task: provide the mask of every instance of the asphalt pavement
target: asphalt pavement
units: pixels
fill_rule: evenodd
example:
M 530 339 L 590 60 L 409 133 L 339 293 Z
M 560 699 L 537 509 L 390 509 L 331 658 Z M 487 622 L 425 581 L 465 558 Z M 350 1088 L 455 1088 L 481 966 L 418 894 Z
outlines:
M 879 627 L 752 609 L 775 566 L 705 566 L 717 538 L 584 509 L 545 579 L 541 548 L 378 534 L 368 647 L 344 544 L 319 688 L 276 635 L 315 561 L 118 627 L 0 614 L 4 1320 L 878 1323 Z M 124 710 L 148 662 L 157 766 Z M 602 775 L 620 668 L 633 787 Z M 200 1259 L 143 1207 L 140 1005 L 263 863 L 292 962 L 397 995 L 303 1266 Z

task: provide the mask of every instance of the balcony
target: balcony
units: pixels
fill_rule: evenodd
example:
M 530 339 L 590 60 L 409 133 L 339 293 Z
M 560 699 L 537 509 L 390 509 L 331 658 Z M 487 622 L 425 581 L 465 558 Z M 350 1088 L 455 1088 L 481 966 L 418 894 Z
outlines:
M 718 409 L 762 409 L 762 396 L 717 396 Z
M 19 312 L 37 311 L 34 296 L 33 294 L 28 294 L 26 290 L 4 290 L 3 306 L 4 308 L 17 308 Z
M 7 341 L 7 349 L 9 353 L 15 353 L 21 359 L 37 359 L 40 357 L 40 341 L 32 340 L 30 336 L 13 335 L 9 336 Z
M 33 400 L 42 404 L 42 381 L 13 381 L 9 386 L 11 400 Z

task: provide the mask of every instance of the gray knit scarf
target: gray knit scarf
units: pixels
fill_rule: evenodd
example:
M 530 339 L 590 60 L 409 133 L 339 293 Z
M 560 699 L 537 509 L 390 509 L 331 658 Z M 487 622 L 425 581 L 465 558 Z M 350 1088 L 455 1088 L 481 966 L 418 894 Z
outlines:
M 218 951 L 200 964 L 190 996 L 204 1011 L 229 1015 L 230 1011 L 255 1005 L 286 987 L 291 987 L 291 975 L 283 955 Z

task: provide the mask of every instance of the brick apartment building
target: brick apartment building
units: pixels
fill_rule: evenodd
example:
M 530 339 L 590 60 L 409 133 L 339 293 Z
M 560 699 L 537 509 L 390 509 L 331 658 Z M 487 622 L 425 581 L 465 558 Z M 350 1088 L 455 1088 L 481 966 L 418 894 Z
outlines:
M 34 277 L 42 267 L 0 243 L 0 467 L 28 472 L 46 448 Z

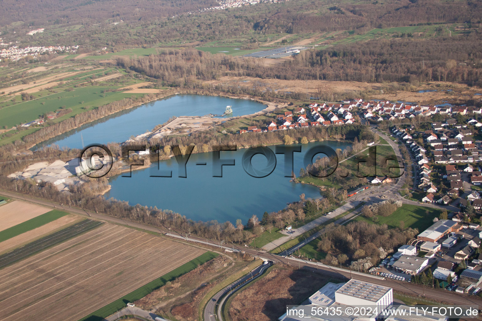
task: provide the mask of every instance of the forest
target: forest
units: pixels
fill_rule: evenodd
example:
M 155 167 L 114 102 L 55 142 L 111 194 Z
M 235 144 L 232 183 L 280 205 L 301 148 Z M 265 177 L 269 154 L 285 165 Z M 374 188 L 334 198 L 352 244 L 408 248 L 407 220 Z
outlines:
M 120 57 L 118 64 L 170 86 L 194 87 L 224 76 L 289 80 L 381 83 L 449 81 L 482 85 L 482 34 L 460 38 L 380 40 L 326 50 L 302 51 L 292 61 L 265 66 L 254 58 L 169 50 L 140 58 Z
M 469 0 L 386 0 L 343 3 L 297 0 L 198 13 L 214 0 L 135 2 L 125 0 L 4 0 L 0 36 L 42 45 L 79 45 L 80 52 L 208 42 L 240 36 L 256 45 L 257 35 L 352 30 L 427 24 L 480 24 L 482 6 Z M 186 14 L 187 13 L 192 13 Z M 26 36 L 32 28 L 46 31 Z

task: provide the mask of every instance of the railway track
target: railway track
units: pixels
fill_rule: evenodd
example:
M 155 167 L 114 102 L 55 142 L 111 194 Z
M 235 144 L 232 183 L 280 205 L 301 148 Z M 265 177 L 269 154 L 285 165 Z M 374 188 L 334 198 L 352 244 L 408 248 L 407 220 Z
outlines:
M 12 193 L 11 192 L 1 191 L 2 195 L 5 196 L 9 196 L 17 199 L 22 200 L 27 202 L 35 203 L 40 205 L 46 206 L 54 207 L 56 209 L 67 211 L 70 213 L 78 214 L 79 215 L 85 216 L 91 218 L 94 218 L 100 220 L 105 221 L 108 222 L 120 224 L 131 227 L 137 229 L 141 229 L 146 231 L 161 233 L 170 233 L 170 231 L 162 230 L 160 229 L 147 225 L 142 223 L 136 223 L 130 221 L 124 220 L 118 218 L 114 218 L 107 215 L 100 214 L 92 212 L 89 212 L 83 209 L 80 209 L 75 207 L 69 207 L 62 206 L 58 204 L 54 204 L 52 202 L 44 201 L 37 198 L 29 197 Z M 184 237 L 181 236 L 182 238 Z M 407 283 L 402 281 L 398 281 L 392 279 L 381 279 L 380 278 L 375 278 L 370 274 L 362 273 L 353 274 L 353 272 L 349 270 L 340 270 L 340 269 L 335 270 L 330 266 L 324 264 L 316 264 L 313 262 L 309 261 L 301 261 L 297 259 L 290 257 L 285 257 L 278 255 L 275 255 L 268 253 L 264 251 L 258 251 L 249 247 L 241 247 L 240 246 L 226 246 L 221 244 L 216 244 L 212 243 L 209 240 L 203 239 L 200 237 L 189 236 L 189 241 L 199 242 L 204 244 L 207 244 L 213 246 L 221 247 L 223 248 L 232 248 L 234 247 L 240 251 L 244 251 L 247 253 L 252 256 L 261 257 L 267 258 L 274 262 L 282 263 L 285 264 L 288 264 L 294 266 L 298 266 L 299 268 L 304 268 L 313 271 L 314 272 L 323 273 L 325 275 L 330 275 L 334 277 L 339 278 L 345 278 L 350 279 L 353 278 L 362 281 L 365 281 L 370 283 L 379 284 L 388 287 L 391 287 L 395 291 L 398 291 L 402 293 L 415 296 L 423 297 L 427 299 L 432 300 L 435 302 L 441 302 L 441 301 L 449 303 L 452 305 L 479 305 L 482 307 L 482 298 L 476 295 L 460 295 L 454 292 L 446 291 L 442 289 L 436 289 L 425 287 L 419 284 L 412 283 Z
__________
> [EXERCISE DESCRIPTION] Quote the entire listing above verbatim, leaving out the pictures.

> [WRITTEN SOLUTION]
task: provide the mask of every instance of the asphalt pavement
target: asphalt pavement
units: pixels
fill_rule: evenodd
example:
M 530 339 L 590 60 L 409 133 L 339 293 Z
M 560 699 L 537 509 L 390 509 L 331 658 Z M 487 622 L 425 581 L 465 558 Z M 350 1088 L 455 1088 L 481 966 L 418 894 Z
outlines:
M 879 627 L 752 609 L 775 566 L 705 566 L 717 538 L 584 509 L 545 579 L 541 548 L 378 534 L 368 647 L 344 544 L 319 688 L 276 635 L 315 561 L 118 627 L 0 614 L 4 1320 L 878 1323 Z M 124 710 L 148 662 L 157 766 Z M 602 775 L 620 668 L 633 787 Z M 200 1259 L 143 1207 L 140 1005 L 263 863 L 292 962 L 397 995 L 303 1266 Z

task: provide the mask of every instance of the balcony
target: balcony
units: pixels
fill_rule: evenodd
example:
M 530 339 L 590 60 L 409 133 L 339 293 Z
M 560 699 L 537 509 L 390 509 L 331 658 Z M 487 622 L 425 581 L 465 558 Z M 350 1088 L 455 1088 L 481 966 L 418 894 Z
outlines:
M 718 409 L 762 409 L 762 396 L 717 396 Z
M 19 312 L 37 311 L 34 296 L 33 294 L 28 294 L 26 290 L 4 290 L 3 306 L 4 308 L 17 308 Z
M 7 341 L 7 349 L 9 353 L 15 353 L 21 359 L 37 359 L 40 357 L 40 341 L 32 340 L 30 336 L 13 335 L 9 336 Z
M 33 400 L 42 404 L 42 381 L 13 381 L 9 386 L 11 400 Z

task: provide the mask of every instance of the gray knit scarf
target: gray knit scarf
units: pixels
fill_rule: evenodd
example:
M 530 339 L 590 60 L 409 133 L 339 293 Z
M 560 699 L 537 509 L 390 509 L 331 658 Z M 487 622 L 425 581 L 465 558 Z M 350 1088 L 455 1088 L 481 966 L 418 894 Z
outlines:
M 218 951 L 200 964 L 190 996 L 204 1011 L 229 1015 L 230 1011 L 255 1005 L 286 987 L 291 987 L 291 975 L 283 955 Z

task: provide the mask of every instance of the brick apartment building
target: brick apartment building
units: pixels
fill_rule: evenodd
example:
M 530 339 L 590 60 L 409 133 L 339 293 Z
M 560 699 L 537 509 L 390 509 L 331 658 Z M 487 622 L 425 581 L 465 558 Z M 350 1088 L 455 1088 L 481 966 L 418 894 Z
outlines:
M 34 277 L 42 267 L 0 243 L 0 467 L 28 472 L 46 448 Z

task: provide the mask of every instance of the forest
target: forest
units: pixels
fill_rule: evenodd
example:
M 155 167 L 114 102 L 55 142 L 111 194 Z
M 235 144 L 232 183 L 280 205 L 301 148 Z M 265 177 L 269 154 L 285 165 Z M 374 188 L 334 198 L 352 244 L 408 248 L 407 220 Z
outlines:
M 120 57 L 118 64 L 170 86 L 194 87 L 224 76 L 289 80 L 381 83 L 449 81 L 482 85 L 482 34 L 460 38 L 380 40 L 326 50 L 302 51 L 292 61 L 265 66 L 254 58 L 169 50 L 140 58 Z
M 469 0 L 386 0 L 343 3 L 297 0 L 198 13 L 214 0 L 135 2 L 125 0 L 4 0 L 0 36 L 42 45 L 79 45 L 80 52 L 208 42 L 240 36 L 256 45 L 257 35 L 352 30 L 427 24 L 480 24 L 482 6 Z M 186 14 L 187 13 L 192 13 Z M 26 36 L 32 28 L 46 31 Z

task: provide the mask of every instance of the railway track
target: railway track
units: pixels
fill_rule: evenodd
example:
M 155 167 L 114 102 L 55 142 L 111 194 Z
M 235 144 L 232 183 L 280 205 L 301 148 Z M 265 177 L 269 154 L 285 165 Z M 374 188 L 334 198 L 352 244 L 408 248 L 407 220 Z
outlines:
M 12 193 L 11 192 L 1 191 L 2 195 L 5 196 L 9 196 L 17 199 L 22 200 L 27 202 L 35 203 L 40 205 L 46 206 L 54 207 L 56 209 L 67 211 L 70 213 L 78 214 L 79 215 L 85 216 L 91 218 L 94 218 L 100 220 L 105 221 L 108 222 L 120 224 L 131 227 L 137 229 L 141 229 L 146 231 L 161 233 L 170 233 L 170 231 L 162 230 L 160 229 L 147 225 L 142 223 L 136 223 L 130 221 L 124 220 L 118 218 L 114 218 L 107 215 L 100 214 L 92 212 L 89 212 L 83 209 L 80 209 L 75 207 L 69 207 L 62 206 L 58 204 L 54 204 L 52 202 L 44 201 L 37 198 L 29 197 Z M 184 237 L 181 236 L 182 238 Z M 407 283 L 402 281 L 398 281 L 392 279 L 381 279 L 380 278 L 375 278 L 370 274 L 362 273 L 353 274 L 353 272 L 349 270 L 340 270 L 340 269 L 335 270 L 330 266 L 324 264 L 316 264 L 313 262 L 309 261 L 301 261 L 297 259 L 290 257 L 285 257 L 278 255 L 275 255 L 268 253 L 264 251 L 258 251 L 249 247 L 241 247 L 240 246 L 226 246 L 221 244 L 216 244 L 212 243 L 209 240 L 203 239 L 200 237 L 189 236 L 189 241 L 199 242 L 204 244 L 207 244 L 213 246 L 221 247 L 223 248 L 232 248 L 234 247 L 240 251 L 244 251 L 247 253 L 252 256 L 261 257 L 267 258 L 274 262 L 282 263 L 285 264 L 288 264 L 294 266 L 298 266 L 299 268 L 304 268 L 313 271 L 314 272 L 323 273 L 325 275 L 330 275 L 334 277 L 339 278 L 345 278 L 350 279 L 353 278 L 362 281 L 365 281 L 370 283 L 379 284 L 388 287 L 391 287 L 395 291 L 398 291 L 402 293 L 415 296 L 423 297 L 427 299 L 432 300 L 435 302 L 441 302 L 441 301 L 449 303 L 452 305 L 479 305 L 482 307 L 482 298 L 476 295 L 460 295 L 454 292 L 446 291 L 442 289 L 436 289 L 425 287 L 419 284 L 412 283 Z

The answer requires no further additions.